-- Start Supplied entries --

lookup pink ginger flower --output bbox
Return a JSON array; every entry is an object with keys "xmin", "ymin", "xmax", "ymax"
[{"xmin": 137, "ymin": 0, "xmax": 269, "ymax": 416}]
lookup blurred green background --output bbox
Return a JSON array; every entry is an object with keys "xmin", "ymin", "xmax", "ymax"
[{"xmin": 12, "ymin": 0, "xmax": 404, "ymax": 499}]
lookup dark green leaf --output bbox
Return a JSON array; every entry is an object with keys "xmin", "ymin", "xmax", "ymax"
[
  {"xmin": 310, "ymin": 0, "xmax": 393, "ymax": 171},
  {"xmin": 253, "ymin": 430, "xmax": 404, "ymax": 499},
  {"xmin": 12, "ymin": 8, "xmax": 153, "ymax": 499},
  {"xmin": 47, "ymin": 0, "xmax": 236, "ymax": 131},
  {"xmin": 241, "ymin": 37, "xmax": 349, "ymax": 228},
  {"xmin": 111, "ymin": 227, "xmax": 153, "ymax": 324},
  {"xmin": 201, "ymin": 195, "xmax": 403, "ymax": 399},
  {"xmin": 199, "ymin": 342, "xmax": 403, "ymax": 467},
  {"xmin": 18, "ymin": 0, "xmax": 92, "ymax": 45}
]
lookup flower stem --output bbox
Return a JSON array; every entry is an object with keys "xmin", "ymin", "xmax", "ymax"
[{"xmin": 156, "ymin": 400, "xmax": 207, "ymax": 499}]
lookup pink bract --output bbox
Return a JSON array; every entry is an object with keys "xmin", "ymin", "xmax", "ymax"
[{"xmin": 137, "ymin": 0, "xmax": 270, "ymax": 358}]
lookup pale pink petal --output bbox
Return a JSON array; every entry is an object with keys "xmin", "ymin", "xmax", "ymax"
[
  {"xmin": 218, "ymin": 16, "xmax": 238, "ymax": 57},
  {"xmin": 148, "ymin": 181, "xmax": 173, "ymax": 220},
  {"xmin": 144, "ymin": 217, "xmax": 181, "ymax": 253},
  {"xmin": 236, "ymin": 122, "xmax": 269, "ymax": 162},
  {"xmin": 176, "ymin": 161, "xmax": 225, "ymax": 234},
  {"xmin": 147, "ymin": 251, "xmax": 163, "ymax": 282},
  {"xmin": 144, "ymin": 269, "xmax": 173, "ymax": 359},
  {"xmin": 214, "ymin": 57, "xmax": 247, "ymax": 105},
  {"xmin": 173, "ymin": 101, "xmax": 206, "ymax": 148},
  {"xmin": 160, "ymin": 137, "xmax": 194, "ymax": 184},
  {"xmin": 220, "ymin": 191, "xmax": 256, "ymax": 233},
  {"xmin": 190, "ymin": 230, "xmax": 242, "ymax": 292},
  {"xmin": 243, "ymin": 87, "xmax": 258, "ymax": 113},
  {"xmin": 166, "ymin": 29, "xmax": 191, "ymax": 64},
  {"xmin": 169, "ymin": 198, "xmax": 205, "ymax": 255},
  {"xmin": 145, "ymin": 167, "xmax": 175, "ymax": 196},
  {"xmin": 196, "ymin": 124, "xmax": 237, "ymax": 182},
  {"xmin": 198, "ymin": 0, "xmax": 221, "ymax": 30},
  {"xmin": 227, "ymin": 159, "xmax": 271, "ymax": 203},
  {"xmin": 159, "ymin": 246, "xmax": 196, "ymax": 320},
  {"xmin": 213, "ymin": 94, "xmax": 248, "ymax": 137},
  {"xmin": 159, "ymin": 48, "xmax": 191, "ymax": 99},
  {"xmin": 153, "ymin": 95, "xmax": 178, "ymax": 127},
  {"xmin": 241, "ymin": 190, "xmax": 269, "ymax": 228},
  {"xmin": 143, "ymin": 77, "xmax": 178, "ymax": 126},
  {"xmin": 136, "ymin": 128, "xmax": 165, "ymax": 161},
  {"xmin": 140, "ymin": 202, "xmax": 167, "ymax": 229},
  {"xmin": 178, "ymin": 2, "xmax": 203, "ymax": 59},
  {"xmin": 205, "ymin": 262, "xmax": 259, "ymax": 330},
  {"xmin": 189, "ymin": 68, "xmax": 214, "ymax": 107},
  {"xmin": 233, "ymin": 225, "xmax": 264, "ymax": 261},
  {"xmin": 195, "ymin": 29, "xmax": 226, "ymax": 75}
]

-- End Supplied entries --
-- Start Supplied entries --

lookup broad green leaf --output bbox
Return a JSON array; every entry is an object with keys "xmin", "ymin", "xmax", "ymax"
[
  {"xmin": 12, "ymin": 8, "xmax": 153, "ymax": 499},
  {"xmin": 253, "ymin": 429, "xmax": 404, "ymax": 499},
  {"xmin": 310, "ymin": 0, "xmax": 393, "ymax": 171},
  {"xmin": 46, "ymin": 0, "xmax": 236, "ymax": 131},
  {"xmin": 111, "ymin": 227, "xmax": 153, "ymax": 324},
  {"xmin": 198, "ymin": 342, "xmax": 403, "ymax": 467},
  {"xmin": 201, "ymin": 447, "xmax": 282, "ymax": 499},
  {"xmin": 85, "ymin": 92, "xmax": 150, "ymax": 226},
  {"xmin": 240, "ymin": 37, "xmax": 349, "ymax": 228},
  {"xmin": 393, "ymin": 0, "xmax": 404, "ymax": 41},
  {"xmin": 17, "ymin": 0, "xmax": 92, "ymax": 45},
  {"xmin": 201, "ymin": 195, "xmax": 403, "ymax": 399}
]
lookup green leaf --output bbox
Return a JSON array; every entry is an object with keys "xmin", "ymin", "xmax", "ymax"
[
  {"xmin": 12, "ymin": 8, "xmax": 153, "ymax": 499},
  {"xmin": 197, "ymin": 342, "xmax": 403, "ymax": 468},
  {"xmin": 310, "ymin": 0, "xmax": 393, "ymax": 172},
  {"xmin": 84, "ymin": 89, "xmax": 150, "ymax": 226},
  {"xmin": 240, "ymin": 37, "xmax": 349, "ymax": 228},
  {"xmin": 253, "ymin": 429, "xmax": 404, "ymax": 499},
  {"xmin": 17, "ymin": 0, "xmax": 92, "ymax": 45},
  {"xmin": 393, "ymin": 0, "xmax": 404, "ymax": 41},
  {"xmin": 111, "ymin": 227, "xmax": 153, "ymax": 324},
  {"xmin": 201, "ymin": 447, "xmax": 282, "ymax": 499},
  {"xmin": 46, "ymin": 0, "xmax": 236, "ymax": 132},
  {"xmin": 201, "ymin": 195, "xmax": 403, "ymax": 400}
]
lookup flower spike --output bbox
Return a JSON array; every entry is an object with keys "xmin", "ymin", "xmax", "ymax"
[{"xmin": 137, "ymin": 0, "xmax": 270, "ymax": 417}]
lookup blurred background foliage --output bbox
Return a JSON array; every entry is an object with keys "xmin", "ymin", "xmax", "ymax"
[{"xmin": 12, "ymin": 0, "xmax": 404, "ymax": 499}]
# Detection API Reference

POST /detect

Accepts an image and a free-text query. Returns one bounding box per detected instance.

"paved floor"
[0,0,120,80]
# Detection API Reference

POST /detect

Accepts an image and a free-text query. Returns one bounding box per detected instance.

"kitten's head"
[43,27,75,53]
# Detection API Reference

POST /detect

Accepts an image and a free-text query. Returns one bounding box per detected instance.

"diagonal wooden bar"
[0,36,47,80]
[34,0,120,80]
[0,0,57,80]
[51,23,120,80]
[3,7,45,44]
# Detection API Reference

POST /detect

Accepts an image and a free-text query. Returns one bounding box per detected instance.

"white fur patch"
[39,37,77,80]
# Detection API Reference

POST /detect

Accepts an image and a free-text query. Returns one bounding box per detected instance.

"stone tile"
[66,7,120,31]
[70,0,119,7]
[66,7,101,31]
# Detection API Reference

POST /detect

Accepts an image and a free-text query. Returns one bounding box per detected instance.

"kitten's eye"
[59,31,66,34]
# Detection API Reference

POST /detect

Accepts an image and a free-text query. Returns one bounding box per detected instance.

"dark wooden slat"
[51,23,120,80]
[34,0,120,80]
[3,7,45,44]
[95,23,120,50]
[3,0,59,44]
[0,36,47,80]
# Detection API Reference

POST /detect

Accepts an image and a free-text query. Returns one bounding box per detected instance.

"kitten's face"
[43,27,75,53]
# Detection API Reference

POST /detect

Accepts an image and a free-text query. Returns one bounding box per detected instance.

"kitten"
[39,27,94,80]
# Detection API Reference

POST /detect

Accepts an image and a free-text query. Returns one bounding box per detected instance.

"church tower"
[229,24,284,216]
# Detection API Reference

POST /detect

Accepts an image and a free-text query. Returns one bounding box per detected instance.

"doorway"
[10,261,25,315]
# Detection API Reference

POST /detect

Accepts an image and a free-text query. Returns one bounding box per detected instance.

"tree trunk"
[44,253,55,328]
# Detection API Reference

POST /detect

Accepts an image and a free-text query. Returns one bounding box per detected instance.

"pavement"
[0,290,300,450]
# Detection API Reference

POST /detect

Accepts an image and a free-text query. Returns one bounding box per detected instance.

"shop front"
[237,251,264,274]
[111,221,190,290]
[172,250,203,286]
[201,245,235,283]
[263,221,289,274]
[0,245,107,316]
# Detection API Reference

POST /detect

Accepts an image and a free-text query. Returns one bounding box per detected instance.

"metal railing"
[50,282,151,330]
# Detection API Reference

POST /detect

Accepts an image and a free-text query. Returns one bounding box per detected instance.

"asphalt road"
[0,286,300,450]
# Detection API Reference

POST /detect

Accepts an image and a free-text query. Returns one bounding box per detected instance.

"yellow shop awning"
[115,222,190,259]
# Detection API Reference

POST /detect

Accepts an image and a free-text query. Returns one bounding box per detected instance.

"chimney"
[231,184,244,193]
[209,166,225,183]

-- End Supplied entries --

Return every line of the entries above that contains the word "flower", copying each line in full.

» **Correct result**
lookup pink ginger flower --output bbox
lookup flower stem --output bbox
lookup flower spike --output bbox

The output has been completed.